==== Records for processing ====
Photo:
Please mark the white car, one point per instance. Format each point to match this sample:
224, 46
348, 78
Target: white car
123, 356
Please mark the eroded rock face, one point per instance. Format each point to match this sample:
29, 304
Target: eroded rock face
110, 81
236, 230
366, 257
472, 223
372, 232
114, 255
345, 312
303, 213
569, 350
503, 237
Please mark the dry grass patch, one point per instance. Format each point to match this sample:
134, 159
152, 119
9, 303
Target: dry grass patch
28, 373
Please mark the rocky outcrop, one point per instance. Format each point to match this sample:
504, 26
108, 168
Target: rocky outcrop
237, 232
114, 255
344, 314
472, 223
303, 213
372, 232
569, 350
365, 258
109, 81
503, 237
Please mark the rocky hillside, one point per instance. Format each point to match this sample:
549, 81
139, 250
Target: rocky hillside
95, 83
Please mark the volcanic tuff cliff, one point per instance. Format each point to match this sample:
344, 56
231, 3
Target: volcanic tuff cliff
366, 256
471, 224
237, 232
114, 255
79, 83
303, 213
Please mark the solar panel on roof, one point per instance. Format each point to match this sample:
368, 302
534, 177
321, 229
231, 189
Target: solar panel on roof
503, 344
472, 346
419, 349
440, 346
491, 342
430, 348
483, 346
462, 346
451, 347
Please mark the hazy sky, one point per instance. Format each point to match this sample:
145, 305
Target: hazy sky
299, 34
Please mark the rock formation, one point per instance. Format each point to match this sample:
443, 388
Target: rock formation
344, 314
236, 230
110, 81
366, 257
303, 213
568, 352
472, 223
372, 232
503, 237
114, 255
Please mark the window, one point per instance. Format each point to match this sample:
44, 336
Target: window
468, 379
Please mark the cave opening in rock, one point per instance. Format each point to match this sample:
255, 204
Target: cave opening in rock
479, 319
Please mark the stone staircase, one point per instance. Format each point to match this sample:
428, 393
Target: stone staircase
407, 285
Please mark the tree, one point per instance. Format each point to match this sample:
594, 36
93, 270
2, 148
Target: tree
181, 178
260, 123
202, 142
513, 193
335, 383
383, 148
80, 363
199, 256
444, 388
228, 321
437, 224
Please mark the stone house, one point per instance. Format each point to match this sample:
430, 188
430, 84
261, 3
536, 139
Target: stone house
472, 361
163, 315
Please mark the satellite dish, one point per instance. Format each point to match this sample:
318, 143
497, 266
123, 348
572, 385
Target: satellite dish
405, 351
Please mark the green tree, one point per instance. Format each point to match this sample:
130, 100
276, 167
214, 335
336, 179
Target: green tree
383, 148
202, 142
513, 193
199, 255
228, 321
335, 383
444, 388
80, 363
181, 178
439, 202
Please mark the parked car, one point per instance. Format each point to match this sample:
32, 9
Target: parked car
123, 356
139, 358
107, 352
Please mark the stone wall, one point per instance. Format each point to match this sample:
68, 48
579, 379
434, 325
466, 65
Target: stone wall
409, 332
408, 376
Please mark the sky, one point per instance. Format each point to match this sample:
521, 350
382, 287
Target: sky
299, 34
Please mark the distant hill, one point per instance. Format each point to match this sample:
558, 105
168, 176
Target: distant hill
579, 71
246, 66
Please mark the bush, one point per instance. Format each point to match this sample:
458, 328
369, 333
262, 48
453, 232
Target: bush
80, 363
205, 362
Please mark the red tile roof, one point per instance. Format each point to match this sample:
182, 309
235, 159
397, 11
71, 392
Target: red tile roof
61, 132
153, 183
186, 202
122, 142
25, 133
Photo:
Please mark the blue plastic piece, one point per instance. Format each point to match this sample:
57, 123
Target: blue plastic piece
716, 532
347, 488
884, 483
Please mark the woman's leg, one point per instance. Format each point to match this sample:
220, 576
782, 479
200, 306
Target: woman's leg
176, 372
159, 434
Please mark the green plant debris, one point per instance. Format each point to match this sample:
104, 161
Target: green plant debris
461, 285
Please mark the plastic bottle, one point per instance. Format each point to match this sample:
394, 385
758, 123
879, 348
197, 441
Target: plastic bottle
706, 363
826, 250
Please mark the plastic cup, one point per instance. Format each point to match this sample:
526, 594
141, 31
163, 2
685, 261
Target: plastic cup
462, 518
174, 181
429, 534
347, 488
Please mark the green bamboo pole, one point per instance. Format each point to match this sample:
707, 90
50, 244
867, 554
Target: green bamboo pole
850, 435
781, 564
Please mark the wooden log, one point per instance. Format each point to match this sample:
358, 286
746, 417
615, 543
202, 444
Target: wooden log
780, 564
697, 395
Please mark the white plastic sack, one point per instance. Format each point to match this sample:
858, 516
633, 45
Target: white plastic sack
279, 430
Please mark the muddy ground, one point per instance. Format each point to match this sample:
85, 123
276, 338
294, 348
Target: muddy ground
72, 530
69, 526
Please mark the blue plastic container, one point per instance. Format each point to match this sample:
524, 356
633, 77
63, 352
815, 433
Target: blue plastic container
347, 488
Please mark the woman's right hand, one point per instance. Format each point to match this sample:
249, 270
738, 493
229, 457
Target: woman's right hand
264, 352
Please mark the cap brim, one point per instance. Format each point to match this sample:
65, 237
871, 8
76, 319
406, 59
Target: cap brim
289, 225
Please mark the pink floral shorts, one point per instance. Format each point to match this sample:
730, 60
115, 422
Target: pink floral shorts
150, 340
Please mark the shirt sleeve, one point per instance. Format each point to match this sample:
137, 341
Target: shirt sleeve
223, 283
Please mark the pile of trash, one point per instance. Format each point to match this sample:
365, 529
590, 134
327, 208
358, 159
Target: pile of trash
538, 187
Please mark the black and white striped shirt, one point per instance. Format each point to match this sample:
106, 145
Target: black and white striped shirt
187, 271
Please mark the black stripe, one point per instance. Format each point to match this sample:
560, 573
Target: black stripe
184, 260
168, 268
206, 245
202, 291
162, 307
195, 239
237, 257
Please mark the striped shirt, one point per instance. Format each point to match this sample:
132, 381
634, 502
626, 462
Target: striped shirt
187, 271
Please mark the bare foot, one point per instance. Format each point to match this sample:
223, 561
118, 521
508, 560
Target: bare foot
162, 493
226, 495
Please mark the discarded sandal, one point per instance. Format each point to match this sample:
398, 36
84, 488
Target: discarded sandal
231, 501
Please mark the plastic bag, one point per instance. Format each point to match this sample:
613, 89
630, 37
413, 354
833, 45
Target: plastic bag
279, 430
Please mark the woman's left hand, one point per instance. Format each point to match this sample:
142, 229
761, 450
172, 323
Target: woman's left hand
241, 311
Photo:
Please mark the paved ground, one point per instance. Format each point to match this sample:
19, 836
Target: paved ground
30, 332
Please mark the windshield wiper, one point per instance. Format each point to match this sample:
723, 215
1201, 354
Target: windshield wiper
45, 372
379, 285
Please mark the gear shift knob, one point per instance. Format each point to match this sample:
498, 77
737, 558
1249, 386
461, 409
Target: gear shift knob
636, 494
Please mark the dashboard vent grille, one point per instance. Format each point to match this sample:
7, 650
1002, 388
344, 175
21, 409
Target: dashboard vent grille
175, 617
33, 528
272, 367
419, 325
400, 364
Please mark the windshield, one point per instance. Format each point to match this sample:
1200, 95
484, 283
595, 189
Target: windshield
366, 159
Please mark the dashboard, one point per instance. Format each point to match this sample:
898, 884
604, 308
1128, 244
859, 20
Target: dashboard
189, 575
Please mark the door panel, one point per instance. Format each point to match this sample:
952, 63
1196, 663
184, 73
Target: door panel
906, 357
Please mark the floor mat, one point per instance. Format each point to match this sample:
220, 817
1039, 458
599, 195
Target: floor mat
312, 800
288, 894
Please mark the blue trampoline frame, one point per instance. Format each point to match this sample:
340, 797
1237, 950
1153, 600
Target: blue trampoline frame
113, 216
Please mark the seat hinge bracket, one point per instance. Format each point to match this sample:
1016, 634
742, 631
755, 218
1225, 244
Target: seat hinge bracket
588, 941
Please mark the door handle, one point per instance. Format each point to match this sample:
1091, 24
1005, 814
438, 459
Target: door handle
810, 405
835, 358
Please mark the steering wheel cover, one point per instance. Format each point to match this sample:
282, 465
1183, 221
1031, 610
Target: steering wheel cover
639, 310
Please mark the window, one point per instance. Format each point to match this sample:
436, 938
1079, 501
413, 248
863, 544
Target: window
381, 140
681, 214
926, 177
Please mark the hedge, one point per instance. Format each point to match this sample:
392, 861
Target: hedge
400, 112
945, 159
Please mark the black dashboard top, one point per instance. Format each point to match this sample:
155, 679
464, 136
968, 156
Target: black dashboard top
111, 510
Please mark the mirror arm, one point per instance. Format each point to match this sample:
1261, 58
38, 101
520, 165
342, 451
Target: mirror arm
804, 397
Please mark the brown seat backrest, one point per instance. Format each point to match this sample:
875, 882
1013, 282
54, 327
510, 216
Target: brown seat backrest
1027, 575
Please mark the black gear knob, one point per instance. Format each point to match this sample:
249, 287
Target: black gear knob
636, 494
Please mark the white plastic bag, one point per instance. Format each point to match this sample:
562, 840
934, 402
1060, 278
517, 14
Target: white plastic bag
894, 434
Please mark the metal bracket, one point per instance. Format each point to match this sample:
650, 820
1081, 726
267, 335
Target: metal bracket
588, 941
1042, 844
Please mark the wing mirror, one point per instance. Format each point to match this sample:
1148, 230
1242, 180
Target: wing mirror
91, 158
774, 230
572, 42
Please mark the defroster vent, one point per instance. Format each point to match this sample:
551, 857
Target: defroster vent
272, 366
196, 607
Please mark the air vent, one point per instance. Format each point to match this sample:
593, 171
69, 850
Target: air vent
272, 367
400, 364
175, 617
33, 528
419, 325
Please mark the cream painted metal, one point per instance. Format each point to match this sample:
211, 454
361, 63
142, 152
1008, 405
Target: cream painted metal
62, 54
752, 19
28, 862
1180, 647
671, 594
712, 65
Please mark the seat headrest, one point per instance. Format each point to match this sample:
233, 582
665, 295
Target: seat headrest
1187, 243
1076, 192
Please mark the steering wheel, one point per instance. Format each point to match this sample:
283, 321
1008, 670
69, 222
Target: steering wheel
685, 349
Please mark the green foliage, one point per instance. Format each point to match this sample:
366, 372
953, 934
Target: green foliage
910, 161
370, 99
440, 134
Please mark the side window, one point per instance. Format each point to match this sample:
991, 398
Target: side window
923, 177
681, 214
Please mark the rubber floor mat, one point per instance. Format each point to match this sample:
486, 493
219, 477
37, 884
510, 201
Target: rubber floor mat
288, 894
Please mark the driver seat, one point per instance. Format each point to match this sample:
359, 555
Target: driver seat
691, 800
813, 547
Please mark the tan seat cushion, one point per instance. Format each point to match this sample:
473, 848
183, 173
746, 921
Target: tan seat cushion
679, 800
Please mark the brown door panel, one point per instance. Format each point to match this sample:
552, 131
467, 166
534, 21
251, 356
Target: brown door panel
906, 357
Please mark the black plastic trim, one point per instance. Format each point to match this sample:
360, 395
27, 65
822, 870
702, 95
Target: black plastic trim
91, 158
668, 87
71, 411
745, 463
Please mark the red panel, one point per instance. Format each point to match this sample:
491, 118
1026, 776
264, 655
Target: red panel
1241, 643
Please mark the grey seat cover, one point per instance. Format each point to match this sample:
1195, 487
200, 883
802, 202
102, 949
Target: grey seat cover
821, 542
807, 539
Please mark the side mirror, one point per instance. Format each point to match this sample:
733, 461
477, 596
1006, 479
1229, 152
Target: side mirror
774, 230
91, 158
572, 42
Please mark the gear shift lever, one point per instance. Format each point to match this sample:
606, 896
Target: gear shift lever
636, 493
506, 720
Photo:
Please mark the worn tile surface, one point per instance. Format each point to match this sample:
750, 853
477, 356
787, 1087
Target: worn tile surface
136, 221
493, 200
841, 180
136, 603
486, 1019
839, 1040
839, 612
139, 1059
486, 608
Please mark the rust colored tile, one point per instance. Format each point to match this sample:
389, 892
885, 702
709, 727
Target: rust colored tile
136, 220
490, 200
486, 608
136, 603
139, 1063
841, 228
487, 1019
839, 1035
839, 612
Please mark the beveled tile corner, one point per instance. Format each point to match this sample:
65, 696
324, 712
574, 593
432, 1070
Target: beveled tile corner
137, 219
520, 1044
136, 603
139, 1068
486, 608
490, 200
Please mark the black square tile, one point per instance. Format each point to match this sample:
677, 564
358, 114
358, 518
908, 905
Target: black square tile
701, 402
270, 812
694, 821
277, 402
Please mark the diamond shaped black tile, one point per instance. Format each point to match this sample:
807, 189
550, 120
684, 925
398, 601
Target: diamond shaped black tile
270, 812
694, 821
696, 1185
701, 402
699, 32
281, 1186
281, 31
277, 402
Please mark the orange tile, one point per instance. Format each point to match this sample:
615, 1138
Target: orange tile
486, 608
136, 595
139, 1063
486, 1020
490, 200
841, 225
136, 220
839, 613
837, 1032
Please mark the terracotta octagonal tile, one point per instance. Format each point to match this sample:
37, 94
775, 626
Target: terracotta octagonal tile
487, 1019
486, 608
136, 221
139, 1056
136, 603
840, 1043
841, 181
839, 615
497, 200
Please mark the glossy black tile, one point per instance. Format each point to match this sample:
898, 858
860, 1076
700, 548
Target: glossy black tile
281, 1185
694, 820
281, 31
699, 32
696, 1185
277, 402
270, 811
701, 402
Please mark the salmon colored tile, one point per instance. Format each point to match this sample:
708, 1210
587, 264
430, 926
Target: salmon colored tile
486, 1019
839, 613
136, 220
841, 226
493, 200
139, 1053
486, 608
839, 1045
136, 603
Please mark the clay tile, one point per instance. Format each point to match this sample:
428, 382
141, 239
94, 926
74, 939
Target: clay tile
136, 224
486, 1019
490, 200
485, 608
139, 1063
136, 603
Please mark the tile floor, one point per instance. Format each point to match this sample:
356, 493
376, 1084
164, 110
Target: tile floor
====
### Aim
Copy, character for character, the lines from the line that holds "Please mark the orange" through the final line of the records above.

### Response to this exercise
Please mark the orange tile, one point per instance. Format each point to match this sample:
615, 1138
Target: orange tile
486, 608
136, 595
139, 1063
486, 1020
490, 200
841, 225
136, 220
839, 613
837, 1032
Please mark the terracotta octagonal tile, one point per instance. Format each point to match this sample:
37, 94
775, 626
Target: terracotta octagonal tile
487, 1019
486, 608
136, 221
139, 1056
136, 603
840, 1043
841, 181
839, 615
497, 200
Please mark the glossy black tile, one point per instance. Format each point to match this sample:
898, 858
860, 1076
700, 548
Target: glossy black tile
281, 1185
694, 820
281, 31
699, 32
696, 1185
277, 402
270, 811
701, 402
Please mark the salmon colored tile, one point per instance. Format each point to match this sample:
708, 1210
587, 264
430, 926
Target: salmon colored tile
486, 1019
839, 613
136, 220
841, 226
493, 200
139, 1053
486, 608
839, 1045
136, 603
Please mark the clay tile, one point per instance. Format each point to match this sample:
428, 382
141, 239
94, 926
74, 939
Target: clay tile
136, 224
486, 1019
490, 200
485, 608
139, 1063
136, 603
Please mark the tile floor, one point per instance. Format each point to match this sample:
356, 493
376, 1084
164, 110
Target: tile floor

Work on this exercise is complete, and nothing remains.